Right? Yeah, exactly.
KS: It’s still the same thing.
I was joking with the team, the reward for having disrupted the game — and really, over the last decade kind of taking the home audio crowd — is to get to compete with Apple and Google and Amazon.
LG: Yeah, if you just stick around long enough.
LG: I’m going to give you a little piece of free advice, Patrick, based on my non-CEO experience, which is don’t get into fitness trackers. You’re welcome.
Okay, so now lots of people are talking about speakers because of voice, as I mentioned earlier, due in large part to Amazon, but now Google and Apple and others are making voice-controlled speakers too. It took you guys a long time, relatively speaking, to get on board with voice.
KS: Voice is a thing.
LG: You just launched the Sonos One last October, which people were very excited about. That works with Alexa. Talk about that process. Why did it take so long for that to come to ... There’s the obvious thing, which is you had to build in a certain type of microphone into the hardware itself, but Alexa’s been around for a while now. Why did that take so long?
I think part of it is, when you’re first born as a company and everybody’s telling you, “There’s no way you can succeed against all these companies,” you actually create a bit of a culture of almost defiance, to some degree of, “Hey, everybody’s telling you you can’t do it,” and you actually work through, and you have to steel yourself against doing it. To some degree, I would say, because I’ve seen this now at both RIM and here at Sonos, is you almost steel yourself too hard against that, and in some cases, you can almost look at it and say, okay, well, there’s all these things that are coming at you, and ... Really, deciding which ones are real and going to be beneficial to the customer becomes a bit of a challenge, because you’ve had to steel yourself against that.
I think there was a little bit of that for us with voice and the idea, because we’d played with it. There was a lot of different things happening in voice. At first, I’d say we looked at it, and there wasn’t quite the recognition that needed to be of, “Hey, this is a real thing.” I started ringing the alarm bell. I tried to get every new product that comes out and start using it. It was an alarm bell I rang. The team then did a really good job, we all did together, of recognizing, “Okay, this is something that is happening and something we need to jump on,” but it takes a little longer.

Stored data
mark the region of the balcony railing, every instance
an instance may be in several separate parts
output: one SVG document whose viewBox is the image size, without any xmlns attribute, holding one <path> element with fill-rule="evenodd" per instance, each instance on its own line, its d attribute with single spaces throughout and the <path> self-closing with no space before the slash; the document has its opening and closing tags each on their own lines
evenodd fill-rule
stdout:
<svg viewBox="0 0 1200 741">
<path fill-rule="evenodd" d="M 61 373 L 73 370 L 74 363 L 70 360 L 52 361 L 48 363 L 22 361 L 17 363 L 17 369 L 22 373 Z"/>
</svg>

- [Exercise requirements]
Copy word for word the part of the interview transcript that begins with the words "LG: Yeah, if" and ends with "board with voice.". You won't need the records for this.

- [Written solution]
LG: Yeah, if you just stick around long enough.
LG: I’m going to give you a little piece of free advice, Patrick, based on my non-CEO experience, which is don’t get into fitness trackers. You’re welcome.
Okay, so now lots of people are talking about speakers because of voice, as I mentioned earlier, due in large part to Amazon, but now Google and Apple and others are making voice-controlled speakers too. It took you guys a long time, relatively speaking, to get on board with voice.